START THE RECORDS

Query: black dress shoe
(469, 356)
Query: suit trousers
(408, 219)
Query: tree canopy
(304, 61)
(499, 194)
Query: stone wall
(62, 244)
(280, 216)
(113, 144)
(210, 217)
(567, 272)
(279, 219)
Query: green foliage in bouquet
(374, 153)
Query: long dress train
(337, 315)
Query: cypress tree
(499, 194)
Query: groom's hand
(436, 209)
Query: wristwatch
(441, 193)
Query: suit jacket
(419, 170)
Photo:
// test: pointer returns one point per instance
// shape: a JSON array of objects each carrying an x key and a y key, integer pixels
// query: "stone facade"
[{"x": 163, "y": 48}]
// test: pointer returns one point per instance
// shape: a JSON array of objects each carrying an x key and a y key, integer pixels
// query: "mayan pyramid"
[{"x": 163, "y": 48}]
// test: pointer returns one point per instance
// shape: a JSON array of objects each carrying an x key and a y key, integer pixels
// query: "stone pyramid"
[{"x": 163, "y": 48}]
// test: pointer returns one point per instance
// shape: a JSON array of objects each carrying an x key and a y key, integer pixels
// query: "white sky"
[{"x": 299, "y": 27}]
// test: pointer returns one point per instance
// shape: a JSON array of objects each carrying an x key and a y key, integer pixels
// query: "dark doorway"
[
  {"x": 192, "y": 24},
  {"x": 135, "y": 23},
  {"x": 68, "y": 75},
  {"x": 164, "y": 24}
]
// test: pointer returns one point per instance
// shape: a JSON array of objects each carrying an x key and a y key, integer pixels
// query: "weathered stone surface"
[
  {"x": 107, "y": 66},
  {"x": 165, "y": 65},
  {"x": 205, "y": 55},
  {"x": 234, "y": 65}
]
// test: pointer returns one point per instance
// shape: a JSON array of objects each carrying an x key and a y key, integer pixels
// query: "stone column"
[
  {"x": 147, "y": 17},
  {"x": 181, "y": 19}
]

END THE RECORDS

▶ _WHAT IS REQUIRED_: Word for word, return the entire listing above.

▶ _EXERCISE ANSWER_:
Query: black dress shoe
(469, 356)
Query: suit trousers
(408, 219)
Query: tree canopy
(304, 61)
(499, 194)
Query: stone wall
(62, 244)
(280, 216)
(113, 144)
(210, 217)
(567, 272)
(279, 219)
Query: green foliage in bouquet
(374, 153)
Query: long dress train
(337, 315)
Query: cypress tree
(499, 194)
Query: groom's hand
(436, 209)
Query: wristwatch
(441, 193)
Query: suit jacket
(419, 170)
Photo:
// test: pointer returns one point per instance
// shape: a JSON array of objects each carrying an x key and a y key, integer pixels
// query: "stone facade"
[{"x": 163, "y": 48}]
// test: pointer returns one point per instance
// shape: a JSON array of objects each carrying an x key and a y key, integer pixels
// query: "mayan pyramid"
[{"x": 163, "y": 48}]
// test: pointer returns one point per instance
// shape: a JSON array of objects each carrying an x key and a y key, integer pixels
// query: "stone pyramid"
[{"x": 163, "y": 48}]
// test: pointer returns one point per instance
// shape: a JSON array of objects each carrying an x key and a y key, integer pixels
// query: "white sky"
[{"x": 299, "y": 27}]
// test: pointer returns one point per instance
// shape: a JSON array of objects each carrying an x key and a y key, integer pixels
// query: "dark doorway"
[
  {"x": 192, "y": 24},
  {"x": 135, "y": 23},
  {"x": 68, "y": 75},
  {"x": 164, "y": 24}
]
// test: pointer returns one point per instance
// shape: a JSON array of objects each carrying an x key and a y key, integer pixels
// query: "weathered stone surface"
[
  {"x": 107, "y": 66},
  {"x": 165, "y": 65},
  {"x": 205, "y": 55},
  {"x": 234, "y": 65}
]
// test: pointer returns one point per instance
// shape: a JSON array of objects each carrying an x key and a y key, integer pixels
// query: "stone column"
[
  {"x": 147, "y": 17},
  {"x": 181, "y": 19}
]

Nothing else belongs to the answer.